→ **EXERCISE INSTRUCTIONS**
1. In the article about e-mail and criticism, how many participants did the study's authors recruit?
2. In the article about e-mail and criticism, what reason does the human resources director at Varian Inc. give for handling negative matters face-to-face? Answer in one to three sentences.

→ **QUOTED TEXT**
CLEVELAND -- A new business school study proposes that e-mail may be changing our behavior in ways we are not even aware of. We may be getting down to more straight talk. Yes, that's right.

The study, which appeared in the June issue of Information Systems Research, found that people are more likely to deliver personal news without sugarcoating and dissembling when they communicate by e-mail.

"We have this notion that people always prefer to do things face-to-face," said Stephanie Watts Sussman, co-author of the study and an assistant professor of information systems at Case Western Reserve University's Weatherhead School of Management. But, she said, when it comes to criticism, "we found that people prefer to use e-mail."

Sussman and co-author Lee Sproull, Leonard N. Stern professor of business at New York University, recruited 117 participants to convey goo d and bad news to others using three types of media. Their results indicated that people convey constructive criticism -- an important part of the learning process -- more clearly and with greater comfort by e-mail than by telephone or face-to-face meetings.

E-mail not spoken here

From Silicon Valley to the Swiss Alps, however, professionals take exception to the findings. "Anything that would be negative, we handle on a face-to-face, personal basis," said Eugene Martinez, human resources director at Varian Inc. in Walnut Creek, Calif. "We give people the respect and dignity they deserve."

→ **ENTRIES PROVIDED**
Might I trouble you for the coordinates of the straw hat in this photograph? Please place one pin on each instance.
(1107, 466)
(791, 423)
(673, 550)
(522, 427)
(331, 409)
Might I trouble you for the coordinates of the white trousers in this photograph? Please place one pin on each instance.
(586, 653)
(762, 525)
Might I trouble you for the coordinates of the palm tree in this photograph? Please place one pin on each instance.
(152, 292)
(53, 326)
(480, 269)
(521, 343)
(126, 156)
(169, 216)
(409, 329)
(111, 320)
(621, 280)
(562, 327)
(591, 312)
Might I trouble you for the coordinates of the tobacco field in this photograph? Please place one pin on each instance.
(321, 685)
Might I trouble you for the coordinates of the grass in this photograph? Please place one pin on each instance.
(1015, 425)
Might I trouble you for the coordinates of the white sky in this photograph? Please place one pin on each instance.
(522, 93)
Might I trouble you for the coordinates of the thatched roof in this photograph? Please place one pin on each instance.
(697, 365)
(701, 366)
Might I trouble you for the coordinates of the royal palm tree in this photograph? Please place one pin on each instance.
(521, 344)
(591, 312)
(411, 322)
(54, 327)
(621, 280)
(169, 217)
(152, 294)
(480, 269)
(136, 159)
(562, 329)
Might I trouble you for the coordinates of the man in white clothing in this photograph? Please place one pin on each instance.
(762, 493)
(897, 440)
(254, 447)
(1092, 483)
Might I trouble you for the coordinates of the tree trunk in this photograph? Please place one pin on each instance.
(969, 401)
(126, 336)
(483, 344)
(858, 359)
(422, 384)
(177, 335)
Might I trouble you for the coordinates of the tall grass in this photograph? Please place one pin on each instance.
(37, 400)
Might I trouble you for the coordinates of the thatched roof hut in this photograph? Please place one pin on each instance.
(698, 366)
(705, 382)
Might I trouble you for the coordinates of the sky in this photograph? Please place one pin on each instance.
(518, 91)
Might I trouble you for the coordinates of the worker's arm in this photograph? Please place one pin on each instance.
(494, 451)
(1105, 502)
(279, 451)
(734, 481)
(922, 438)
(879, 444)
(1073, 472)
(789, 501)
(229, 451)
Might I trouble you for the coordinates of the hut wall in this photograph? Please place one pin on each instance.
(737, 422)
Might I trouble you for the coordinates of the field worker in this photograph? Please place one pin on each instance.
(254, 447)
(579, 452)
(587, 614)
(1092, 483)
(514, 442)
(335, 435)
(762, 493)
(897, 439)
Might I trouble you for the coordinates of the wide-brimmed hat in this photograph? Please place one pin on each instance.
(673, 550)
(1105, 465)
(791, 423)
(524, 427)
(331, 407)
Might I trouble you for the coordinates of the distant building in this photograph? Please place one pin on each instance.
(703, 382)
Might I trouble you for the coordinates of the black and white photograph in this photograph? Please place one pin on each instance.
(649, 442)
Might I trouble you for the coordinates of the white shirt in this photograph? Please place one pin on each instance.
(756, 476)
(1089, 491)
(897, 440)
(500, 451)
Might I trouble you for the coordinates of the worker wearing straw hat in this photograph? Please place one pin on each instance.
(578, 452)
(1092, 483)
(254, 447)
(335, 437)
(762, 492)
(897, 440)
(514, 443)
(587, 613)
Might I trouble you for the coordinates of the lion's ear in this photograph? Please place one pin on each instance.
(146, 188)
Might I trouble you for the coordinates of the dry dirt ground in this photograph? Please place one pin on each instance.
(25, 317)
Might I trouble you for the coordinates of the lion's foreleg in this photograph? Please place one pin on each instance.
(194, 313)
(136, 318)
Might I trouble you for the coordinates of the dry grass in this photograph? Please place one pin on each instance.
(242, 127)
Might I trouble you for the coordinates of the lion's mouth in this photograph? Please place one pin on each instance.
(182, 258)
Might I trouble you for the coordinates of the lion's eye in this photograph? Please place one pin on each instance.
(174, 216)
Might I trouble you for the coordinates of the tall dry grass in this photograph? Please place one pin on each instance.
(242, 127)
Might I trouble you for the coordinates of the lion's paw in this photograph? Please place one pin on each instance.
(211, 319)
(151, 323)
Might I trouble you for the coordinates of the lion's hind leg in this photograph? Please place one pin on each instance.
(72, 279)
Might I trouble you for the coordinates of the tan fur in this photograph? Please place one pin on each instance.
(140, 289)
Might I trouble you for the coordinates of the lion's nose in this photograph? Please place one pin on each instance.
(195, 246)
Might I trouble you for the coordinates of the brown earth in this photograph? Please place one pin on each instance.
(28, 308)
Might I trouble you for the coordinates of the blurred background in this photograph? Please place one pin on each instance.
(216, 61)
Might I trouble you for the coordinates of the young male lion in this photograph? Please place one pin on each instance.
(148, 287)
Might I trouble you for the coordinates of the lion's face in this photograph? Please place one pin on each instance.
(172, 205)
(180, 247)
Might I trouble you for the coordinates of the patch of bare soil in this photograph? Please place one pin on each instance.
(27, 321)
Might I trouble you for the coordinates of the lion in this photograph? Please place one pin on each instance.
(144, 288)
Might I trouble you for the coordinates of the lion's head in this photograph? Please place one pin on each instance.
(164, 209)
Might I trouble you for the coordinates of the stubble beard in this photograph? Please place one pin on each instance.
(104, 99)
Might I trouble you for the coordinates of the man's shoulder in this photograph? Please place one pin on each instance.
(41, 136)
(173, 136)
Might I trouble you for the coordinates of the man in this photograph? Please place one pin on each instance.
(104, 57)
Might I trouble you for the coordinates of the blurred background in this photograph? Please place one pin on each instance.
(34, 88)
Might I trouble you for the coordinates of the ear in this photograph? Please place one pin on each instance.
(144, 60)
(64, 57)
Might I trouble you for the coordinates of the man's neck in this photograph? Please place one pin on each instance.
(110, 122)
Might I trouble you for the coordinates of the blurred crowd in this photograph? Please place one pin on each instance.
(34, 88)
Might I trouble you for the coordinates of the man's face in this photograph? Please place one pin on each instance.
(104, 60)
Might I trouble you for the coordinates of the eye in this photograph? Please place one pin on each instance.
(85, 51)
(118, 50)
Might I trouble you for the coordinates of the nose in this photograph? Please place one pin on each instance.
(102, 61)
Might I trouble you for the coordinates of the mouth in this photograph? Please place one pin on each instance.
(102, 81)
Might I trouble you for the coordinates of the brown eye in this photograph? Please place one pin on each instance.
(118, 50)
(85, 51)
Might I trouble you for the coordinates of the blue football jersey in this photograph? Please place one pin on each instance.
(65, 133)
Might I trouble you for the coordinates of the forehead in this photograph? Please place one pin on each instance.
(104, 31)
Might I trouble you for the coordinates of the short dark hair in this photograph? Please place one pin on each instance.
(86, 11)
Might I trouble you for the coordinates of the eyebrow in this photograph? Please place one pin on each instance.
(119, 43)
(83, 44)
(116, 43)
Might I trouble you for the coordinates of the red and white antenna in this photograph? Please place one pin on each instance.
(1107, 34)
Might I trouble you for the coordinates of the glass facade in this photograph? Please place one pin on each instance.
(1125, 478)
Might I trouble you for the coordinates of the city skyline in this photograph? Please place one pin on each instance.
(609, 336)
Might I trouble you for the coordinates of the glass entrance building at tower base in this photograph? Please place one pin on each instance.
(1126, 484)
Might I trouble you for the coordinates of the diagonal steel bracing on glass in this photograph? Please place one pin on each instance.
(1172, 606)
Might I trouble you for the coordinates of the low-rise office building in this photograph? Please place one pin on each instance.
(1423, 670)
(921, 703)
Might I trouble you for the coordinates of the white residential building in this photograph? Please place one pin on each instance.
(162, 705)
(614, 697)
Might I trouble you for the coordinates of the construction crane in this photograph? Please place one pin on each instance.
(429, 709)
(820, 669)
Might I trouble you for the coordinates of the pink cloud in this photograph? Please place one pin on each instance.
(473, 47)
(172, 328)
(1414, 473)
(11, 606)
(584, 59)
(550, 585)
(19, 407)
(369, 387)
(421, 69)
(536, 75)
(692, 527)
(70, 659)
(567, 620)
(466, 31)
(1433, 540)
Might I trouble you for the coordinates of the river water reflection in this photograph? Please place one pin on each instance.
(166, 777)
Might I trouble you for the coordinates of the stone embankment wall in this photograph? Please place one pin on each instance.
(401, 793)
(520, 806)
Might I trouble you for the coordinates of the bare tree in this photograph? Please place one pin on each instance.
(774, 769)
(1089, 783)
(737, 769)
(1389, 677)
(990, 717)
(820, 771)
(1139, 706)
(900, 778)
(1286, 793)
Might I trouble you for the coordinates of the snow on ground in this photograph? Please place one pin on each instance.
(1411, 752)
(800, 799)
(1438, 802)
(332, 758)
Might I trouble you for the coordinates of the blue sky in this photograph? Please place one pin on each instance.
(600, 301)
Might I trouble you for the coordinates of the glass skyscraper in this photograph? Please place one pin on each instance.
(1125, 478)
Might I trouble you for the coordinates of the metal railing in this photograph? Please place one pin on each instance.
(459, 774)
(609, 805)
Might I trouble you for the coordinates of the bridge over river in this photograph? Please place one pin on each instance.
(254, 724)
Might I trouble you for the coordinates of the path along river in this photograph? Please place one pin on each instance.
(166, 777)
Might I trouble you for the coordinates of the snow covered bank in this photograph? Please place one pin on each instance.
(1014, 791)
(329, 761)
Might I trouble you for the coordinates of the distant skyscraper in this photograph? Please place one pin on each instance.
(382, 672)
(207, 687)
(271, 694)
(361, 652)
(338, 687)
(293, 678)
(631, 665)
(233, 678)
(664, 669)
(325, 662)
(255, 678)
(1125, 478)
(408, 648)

→ **RESPONSES PER TASK**
1. 117 participants.

2. Eugene Martinez says his company handles anything negative face-to-face and on a personal basis. He says this is how they give people the respect and dignity they deserve.